Copy out every one of the rows below word for word, without changing anything.

------

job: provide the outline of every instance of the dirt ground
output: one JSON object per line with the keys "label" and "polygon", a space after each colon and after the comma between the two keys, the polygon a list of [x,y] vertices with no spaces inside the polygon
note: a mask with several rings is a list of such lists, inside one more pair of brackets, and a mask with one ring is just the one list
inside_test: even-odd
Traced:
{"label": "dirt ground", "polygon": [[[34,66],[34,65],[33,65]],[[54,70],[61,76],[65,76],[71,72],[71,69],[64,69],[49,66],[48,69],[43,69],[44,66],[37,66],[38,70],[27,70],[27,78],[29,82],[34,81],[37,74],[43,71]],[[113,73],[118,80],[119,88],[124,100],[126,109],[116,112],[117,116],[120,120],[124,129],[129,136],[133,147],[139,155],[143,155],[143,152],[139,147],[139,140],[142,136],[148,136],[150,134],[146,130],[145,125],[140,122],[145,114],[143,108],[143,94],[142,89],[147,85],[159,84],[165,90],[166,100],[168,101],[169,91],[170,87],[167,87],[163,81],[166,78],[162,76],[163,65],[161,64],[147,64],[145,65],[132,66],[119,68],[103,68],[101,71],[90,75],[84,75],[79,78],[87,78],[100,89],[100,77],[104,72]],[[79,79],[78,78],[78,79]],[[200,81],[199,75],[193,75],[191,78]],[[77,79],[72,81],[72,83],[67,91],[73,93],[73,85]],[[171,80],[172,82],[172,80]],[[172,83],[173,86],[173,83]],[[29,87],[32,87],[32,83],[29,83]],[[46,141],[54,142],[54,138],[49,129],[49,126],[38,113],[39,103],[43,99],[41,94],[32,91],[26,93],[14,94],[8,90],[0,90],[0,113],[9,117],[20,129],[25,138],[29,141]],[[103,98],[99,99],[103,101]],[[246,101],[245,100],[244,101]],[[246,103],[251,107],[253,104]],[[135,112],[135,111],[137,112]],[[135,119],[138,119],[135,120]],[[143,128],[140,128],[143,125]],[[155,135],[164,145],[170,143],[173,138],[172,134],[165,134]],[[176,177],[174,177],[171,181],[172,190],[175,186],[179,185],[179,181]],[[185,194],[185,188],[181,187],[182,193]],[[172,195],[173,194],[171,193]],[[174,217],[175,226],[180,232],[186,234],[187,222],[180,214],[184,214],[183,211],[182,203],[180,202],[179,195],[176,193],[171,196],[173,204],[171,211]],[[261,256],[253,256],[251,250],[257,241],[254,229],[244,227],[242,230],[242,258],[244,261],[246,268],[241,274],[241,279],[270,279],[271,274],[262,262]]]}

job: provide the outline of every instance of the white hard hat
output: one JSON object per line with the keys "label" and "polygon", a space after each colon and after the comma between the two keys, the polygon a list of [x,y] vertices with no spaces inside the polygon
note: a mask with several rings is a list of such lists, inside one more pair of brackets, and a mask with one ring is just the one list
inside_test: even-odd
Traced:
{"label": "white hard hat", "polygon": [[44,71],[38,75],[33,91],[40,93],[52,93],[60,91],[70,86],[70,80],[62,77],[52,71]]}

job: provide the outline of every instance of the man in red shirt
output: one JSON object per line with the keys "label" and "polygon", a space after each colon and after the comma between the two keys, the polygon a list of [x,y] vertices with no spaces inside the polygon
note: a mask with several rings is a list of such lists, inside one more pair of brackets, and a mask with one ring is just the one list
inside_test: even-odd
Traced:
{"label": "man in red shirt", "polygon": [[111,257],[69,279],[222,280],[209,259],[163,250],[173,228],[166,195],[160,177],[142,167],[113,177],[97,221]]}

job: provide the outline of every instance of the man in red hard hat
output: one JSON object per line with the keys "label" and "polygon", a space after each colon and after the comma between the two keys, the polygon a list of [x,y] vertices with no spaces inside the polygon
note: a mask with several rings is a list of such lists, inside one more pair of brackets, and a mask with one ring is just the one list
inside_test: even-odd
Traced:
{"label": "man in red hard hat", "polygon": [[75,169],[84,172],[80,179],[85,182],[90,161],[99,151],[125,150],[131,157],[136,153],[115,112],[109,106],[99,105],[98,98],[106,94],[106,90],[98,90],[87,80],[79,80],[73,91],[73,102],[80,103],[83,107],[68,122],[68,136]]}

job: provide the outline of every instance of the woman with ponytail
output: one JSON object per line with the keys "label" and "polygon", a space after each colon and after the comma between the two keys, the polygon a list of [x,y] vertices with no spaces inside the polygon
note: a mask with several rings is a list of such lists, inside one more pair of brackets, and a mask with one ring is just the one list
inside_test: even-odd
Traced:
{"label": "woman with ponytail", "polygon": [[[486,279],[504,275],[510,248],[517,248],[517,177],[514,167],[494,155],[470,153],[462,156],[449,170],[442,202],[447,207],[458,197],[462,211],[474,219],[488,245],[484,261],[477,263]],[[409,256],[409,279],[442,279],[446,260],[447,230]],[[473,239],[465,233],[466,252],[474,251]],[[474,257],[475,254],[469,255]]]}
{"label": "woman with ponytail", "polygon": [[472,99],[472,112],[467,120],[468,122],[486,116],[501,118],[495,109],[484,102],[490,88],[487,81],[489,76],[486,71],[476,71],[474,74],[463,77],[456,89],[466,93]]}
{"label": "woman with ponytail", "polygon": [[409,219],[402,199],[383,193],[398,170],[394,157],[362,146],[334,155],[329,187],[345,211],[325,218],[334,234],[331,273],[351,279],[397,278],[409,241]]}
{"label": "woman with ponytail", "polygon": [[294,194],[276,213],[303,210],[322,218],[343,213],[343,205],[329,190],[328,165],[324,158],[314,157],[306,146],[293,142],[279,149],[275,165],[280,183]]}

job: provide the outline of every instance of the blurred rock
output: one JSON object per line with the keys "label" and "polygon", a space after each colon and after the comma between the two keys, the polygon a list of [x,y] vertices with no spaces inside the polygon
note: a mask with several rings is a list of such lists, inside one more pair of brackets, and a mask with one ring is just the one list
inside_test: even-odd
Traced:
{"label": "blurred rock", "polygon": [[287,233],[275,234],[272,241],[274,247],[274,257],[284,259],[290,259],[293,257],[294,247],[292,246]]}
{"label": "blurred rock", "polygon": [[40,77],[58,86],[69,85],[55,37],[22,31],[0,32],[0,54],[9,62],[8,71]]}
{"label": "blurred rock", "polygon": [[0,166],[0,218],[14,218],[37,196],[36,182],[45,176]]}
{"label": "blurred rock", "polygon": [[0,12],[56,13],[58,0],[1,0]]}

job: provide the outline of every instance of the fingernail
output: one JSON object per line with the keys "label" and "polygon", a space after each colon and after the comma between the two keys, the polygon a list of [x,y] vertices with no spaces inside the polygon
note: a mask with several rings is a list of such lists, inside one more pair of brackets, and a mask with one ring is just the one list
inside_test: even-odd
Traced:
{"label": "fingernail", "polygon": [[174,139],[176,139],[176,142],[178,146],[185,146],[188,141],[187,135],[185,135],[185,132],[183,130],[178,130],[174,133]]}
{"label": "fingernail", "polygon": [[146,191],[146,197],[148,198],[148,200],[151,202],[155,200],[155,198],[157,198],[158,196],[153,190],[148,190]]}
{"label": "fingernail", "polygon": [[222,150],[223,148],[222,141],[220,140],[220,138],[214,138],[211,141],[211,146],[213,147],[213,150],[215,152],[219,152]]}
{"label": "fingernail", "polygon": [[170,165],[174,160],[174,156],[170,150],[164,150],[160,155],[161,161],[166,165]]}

------

#### Task result
job: provide the outline of every instance of the dirt ground
output: one JSON object per line with the keys "label" and "polygon", a space after each colon and after the comma between the two keys, the polygon a list of [x,y] vertices with no spaces inside the polygon
note: a mask with several rings is a list of such lists, inside one more pair of brackets, and a mask with one ring is just the one list
inside_test: even-odd
Traced:
{"label": "dirt ground", "polygon": [[[34,66],[34,65],[33,65]],[[54,70],[61,76],[65,76],[71,72],[71,69],[64,69],[49,66],[48,69],[43,69],[44,66],[37,66],[38,70],[27,70],[27,78],[29,82],[34,81],[37,74],[43,71]],[[113,73],[118,80],[119,88],[124,100],[126,109],[116,112],[117,116],[120,120],[124,129],[129,136],[133,147],[139,155],[143,155],[143,152],[139,147],[139,140],[142,136],[148,136],[150,134],[146,130],[145,125],[140,122],[145,114],[143,108],[143,94],[142,89],[147,85],[159,84],[165,90],[166,100],[168,101],[169,91],[170,87],[167,87],[163,81],[166,78],[162,76],[163,65],[161,64],[147,64],[145,65],[132,66],[119,68],[103,68],[101,71],[90,75],[84,75],[79,78],[87,78],[100,89],[100,77],[104,72]],[[79,79],[78,78],[78,79]],[[200,81],[199,75],[193,75],[191,78]],[[77,79],[72,81],[72,83],[67,91],[73,93],[73,85]],[[171,80],[172,82],[172,80]],[[172,83],[173,86],[173,83]],[[29,87],[32,87],[32,83],[29,83]],[[46,141],[54,142],[54,138],[49,129],[49,126],[38,113],[39,103],[43,99],[41,94],[32,91],[26,93],[14,94],[8,90],[0,90],[0,113],[9,117],[20,129],[25,138],[29,141]],[[103,98],[99,99],[103,101]],[[246,101],[245,100],[244,101]],[[246,103],[251,107],[253,104]],[[135,112],[135,111],[137,112]],[[135,119],[138,119],[135,120]],[[143,128],[140,128],[143,125]],[[155,135],[164,145],[170,143],[173,138],[172,134],[165,134]],[[176,177],[174,177],[171,181],[172,190],[175,186],[179,185],[179,181]],[[185,194],[185,188],[181,187],[182,193]],[[172,195],[173,194],[171,193]],[[174,217],[175,226],[180,232],[186,234],[187,222],[180,214],[184,214],[183,211],[182,203],[180,202],[179,195],[176,193],[171,196],[173,204],[171,211]],[[261,256],[253,256],[251,250],[257,241],[254,229],[244,227],[242,230],[242,258],[244,261],[246,268],[241,274],[241,279],[270,279],[271,274],[262,262]]]}

job: provide the outline of every instance of the white hard hat
output: one JSON object per line with the keys "label" and "polygon", a space after each colon and after the comma between the two keys, the polygon a list of [x,y] vertices with no spaces inside the polygon
note: a mask with several rings is a list of such lists, inside one more pair of brackets, and a mask with one ring is just the one list
inside_test: even-odd
Traced:
{"label": "white hard hat", "polygon": [[44,71],[38,75],[33,91],[40,93],[52,93],[60,91],[70,86],[70,80],[62,77],[52,71]]}

job: provide the outline of every instance of the man in red shirt
output: one JSON object per line with the keys "label" and "polygon", a space after each colon and after the comma between the two keys, the polygon a list of [x,y] vertices with no spaces inside the polygon
note: a mask with several rings is a list of such lists, inside one more pair of brackets, and a mask with one ring is just the one list
inside_test: even-odd
Traced:
{"label": "man in red shirt", "polygon": [[111,257],[69,279],[222,280],[209,259],[163,250],[173,228],[166,195],[160,177],[142,167],[113,177],[97,221]]}

job: provide the outline of every instance of the man in red hard hat
output: one JSON object per line with the keys "label" and "polygon", a space after each colon and after the comma between the two keys, the polygon a list of [x,y] vertices with no spaces inside the polygon
note: a mask with several rings is a list of such lists, inside one more pair of brackets, and a mask with one ring is just the one list
inside_test: even-odd
Traced:
{"label": "man in red hard hat", "polygon": [[75,169],[84,172],[80,179],[85,182],[90,161],[99,151],[125,150],[131,157],[136,153],[115,112],[109,106],[99,105],[98,98],[106,94],[106,90],[98,90],[87,80],[79,80],[73,91],[73,102],[80,103],[83,107],[68,122],[68,136]]}

job: provide the outline of every instance of the woman with ponytail
output: one JSON object per line with the keys "label" and "polygon", a space after each colon and after the comma between the two keys, the polygon a list of [x,y] vertices with no spaces inside the polygon
note: a mask with several rings is a list of such lists, inside one more pair of brackets, and a mask with one ring is just the one list
inside_test: even-odd
Traced:
{"label": "woman with ponytail", "polygon": [[[486,279],[504,275],[510,248],[517,248],[517,177],[514,167],[494,155],[470,153],[462,156],[449,170],[442,202],[447,207],[458,197],[462,211],[474,219],[488,245],[484,261],[477,263]],[[409,256],[409,279],[442,279],[446,260],[447,230]],[[473,239],[465,233],[466,252],[474,251]],[[474,257],[475,254],[469,255]]]}
{"label": "woman with ponytail", "polygon": [[472,99],[472,112],[467,120],[468,122],[486,116],[501,118],[495,109],[484,102],[490,88],[487,81],[489,76],[486,71],[476,71],[474,74],[463,77],[456,89],[466,93]]}
{"label": "woman with ponytail", "polygon": [[409,219],[402,199],[383,193],[398,170],[394,157],[362,146],[334,155],[329,187],[345,211],[325,218],[334,234],[331,273],[351,279],[397,278],[409,241]]}
{"label": "woman with ponytail", "polygon": [[294,194],[276,213],[303,210],[322,218],[343,213],[343,205],[329,190],[328,165],[324,158],[314,157],[306,146],[293,142],[279,149],[275,165],[280,183]]}

job: provide the outline of every instance of the blurred rock
output: one JSON object per line with the keys "label" and "polygon", a space after each colon and after the comma between the two keys, the polygon a list of [x,y] vertices with no spaces inside the polygon
note: a mask with several rings is a list of such lists, inside one more pair of brackets, and a mask with one ring is just the one list
inside_test: even-odd
Traced:
{"label": "blurred rock", "polygon": [[287,233],[275,234],[272,241],[274,247],[274,257],[284,259],[290,259],[293,257],[294,247],[292,246]]}
{"label": "blurred rock", "polygon": [[40,77],[58,86],[69,85],[55,37],[22,31],[0,32],[0,54],[9,62],[8,71]]}
{"label": "blurred rock", "polygon": [[0,166],[0,218],[14,218],[37,196],[36,182],[45,176]]}
{"label": "blurred rock", "polygon": [[0,12],[56,13],[58,0],[1,0]]}

job: provide the outline of every instance of the fingernail
output: one JSON object per line with the keys "label" and "polygon", a space after each colon and after the comma between the two keys, the polygon a list of [x,y] vertices with no spaces inside the polygon
note: a mask with several rings is a list of such lists, inside one more pair of brackets, and a mask with one ring is just the one list
inside_test: even-odd
Traced:
{"label": "fingernail", "polygon": [[174,139],[176,139],[176,142],[178,146],[185,146],[188,141],[187,135],[185,135],[185,132],[183,130],[178,130],[174,133]]}
{"label": "fingernail", "polygon": [[146,191],[146,197],[148,198],[148,200],[151,202],[155,200],[155,198],[157,198],[158,196],[153,190],[148,190]]}
{"label": "fingernail", "polygon": [[222,150],[223,148],[222,141],[220,140],[220,138],[214,138],[211,141],[211,146],[213,147],[213,150],[215,152],[219,152]]}
{"label": "fingernail", "polygon": [[170,165],[174,160],[174,156],[170,150],[164,150],[160,155],[161,161],[166,165]]}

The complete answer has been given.